-- Begin Material --

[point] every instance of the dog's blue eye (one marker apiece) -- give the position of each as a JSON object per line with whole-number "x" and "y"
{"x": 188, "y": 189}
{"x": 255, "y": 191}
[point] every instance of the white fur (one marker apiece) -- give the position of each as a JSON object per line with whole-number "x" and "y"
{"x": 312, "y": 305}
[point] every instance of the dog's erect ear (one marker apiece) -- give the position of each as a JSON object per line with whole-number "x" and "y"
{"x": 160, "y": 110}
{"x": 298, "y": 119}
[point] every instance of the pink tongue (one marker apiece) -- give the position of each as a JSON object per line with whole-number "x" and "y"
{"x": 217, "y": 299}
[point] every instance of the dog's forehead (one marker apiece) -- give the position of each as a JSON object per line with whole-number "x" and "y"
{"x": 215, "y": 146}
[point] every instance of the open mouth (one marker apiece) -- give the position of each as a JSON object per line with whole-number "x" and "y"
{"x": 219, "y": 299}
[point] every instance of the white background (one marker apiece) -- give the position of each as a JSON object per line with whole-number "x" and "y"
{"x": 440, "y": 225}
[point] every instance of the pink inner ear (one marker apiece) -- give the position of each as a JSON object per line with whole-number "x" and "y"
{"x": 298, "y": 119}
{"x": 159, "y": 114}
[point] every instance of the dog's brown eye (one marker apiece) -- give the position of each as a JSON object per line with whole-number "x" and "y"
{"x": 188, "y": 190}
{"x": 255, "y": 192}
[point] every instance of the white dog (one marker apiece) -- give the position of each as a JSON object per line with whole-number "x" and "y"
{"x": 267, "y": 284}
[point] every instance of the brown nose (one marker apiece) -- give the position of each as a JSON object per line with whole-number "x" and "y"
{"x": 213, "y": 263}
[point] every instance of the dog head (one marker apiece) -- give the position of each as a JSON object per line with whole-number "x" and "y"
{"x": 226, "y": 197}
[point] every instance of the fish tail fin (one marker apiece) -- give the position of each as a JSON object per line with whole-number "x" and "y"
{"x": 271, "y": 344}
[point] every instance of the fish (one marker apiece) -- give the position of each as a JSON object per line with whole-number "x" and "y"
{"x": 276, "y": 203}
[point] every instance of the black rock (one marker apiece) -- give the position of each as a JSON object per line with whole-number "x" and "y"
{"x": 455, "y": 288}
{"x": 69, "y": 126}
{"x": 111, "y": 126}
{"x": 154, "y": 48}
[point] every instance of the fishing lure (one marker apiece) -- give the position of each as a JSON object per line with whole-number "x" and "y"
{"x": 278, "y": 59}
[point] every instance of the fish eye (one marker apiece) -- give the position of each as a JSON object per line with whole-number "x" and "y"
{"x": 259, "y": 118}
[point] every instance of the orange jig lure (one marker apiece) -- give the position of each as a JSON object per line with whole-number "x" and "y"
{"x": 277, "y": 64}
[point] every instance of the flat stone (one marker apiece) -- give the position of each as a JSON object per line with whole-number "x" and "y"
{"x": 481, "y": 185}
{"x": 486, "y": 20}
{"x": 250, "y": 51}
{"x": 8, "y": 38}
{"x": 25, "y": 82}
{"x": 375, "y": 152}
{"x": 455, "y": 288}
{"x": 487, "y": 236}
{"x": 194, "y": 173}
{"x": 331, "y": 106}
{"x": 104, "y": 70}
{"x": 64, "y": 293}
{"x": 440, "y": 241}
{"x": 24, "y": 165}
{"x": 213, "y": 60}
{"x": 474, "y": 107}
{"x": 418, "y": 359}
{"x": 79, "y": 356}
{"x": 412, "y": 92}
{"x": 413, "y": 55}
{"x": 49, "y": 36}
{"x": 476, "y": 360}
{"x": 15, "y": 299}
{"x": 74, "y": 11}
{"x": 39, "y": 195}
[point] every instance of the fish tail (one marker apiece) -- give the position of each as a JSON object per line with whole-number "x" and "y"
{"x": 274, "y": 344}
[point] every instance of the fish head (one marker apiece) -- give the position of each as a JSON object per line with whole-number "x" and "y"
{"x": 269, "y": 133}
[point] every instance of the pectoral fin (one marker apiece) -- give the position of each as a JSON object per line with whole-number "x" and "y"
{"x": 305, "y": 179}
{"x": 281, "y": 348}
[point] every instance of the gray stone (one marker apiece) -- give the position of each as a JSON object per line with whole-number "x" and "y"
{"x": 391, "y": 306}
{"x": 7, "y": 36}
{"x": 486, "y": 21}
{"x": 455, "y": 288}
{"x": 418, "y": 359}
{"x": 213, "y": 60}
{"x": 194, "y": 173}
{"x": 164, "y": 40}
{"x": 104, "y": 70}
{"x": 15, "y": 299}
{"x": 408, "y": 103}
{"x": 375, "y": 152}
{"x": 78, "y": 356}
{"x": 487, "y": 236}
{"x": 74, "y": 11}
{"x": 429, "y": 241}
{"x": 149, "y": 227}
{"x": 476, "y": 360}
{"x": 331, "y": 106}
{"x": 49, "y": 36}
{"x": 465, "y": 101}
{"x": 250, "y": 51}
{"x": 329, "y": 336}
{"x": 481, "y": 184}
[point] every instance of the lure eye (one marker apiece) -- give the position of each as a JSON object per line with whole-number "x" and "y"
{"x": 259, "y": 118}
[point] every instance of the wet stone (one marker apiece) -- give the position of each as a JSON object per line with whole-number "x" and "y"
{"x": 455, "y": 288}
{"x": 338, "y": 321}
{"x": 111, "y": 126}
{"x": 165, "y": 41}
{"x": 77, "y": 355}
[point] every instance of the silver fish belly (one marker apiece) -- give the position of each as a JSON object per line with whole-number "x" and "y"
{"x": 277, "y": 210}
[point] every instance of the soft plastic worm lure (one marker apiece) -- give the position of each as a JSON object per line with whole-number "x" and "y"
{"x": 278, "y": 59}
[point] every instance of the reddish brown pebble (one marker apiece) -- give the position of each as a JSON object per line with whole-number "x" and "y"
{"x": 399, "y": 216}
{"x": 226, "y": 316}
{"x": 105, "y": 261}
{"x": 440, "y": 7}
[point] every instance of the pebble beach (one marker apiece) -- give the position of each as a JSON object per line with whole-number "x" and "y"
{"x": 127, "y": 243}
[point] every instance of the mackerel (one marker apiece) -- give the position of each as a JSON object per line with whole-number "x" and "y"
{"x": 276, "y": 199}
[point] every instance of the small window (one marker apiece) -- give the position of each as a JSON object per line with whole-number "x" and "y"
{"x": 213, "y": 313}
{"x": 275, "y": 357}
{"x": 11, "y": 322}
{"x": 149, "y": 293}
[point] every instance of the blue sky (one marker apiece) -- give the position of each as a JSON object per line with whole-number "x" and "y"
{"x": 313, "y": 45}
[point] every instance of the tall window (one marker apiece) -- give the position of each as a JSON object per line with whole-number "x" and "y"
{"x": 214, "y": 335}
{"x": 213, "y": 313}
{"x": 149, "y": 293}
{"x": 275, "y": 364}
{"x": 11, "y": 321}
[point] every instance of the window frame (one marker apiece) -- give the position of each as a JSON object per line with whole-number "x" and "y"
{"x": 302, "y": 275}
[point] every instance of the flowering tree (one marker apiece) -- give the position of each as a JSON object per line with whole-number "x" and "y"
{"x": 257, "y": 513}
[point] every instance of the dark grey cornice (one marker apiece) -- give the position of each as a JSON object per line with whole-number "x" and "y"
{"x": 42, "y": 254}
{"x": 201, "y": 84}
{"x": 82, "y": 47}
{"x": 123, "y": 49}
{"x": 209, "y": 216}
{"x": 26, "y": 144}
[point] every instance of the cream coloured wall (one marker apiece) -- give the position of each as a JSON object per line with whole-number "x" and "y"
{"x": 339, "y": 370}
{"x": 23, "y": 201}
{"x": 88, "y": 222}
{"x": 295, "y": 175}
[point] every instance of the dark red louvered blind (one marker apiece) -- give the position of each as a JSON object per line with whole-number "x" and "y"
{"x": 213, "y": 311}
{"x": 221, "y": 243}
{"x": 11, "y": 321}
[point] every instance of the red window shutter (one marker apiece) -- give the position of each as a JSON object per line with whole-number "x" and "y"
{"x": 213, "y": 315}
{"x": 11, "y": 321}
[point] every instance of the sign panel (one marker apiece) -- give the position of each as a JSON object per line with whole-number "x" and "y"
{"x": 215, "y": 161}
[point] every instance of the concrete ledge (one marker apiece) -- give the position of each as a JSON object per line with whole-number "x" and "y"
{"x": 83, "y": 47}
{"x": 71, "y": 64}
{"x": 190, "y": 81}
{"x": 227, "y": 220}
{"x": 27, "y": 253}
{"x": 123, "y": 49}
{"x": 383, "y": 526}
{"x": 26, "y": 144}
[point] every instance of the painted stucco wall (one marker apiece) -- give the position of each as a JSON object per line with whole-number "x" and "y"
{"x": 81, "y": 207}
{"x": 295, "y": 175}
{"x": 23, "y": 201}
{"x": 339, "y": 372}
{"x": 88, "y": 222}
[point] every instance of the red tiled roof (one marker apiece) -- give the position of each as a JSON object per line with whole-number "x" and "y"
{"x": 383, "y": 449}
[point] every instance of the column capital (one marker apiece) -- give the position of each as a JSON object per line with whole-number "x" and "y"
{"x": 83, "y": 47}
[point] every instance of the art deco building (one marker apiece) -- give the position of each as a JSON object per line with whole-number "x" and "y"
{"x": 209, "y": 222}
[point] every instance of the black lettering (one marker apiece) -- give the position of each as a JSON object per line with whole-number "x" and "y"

-- End Material --

What needs to be done
Using the records above, please retype only the run of lines from the line holding "[point] every instance of the red tiled" through the last line, both ends included.

Task result
[point] every instance of the red tiled roof (one marker apiece) -- give the position of each as a JSON object per line with whole-number "x" and "y"
{"x": 383, "y": 449}
[point] every instance of the column capital (one marker apiece) -- give the position of each as a JSON object per line with whole-number "x" and "y"
{"x": 83, "y": 47}
[point] every instance of the art deco building (one marker apiece) -- give the position of each as a JSON object per line with whole-number "x" and "y"
{"x": 209, "y": 222}
[point] every instance of the black lettering (one marker apiece) -- give the position of each as a JSON object per line with whole-number "x" and "y"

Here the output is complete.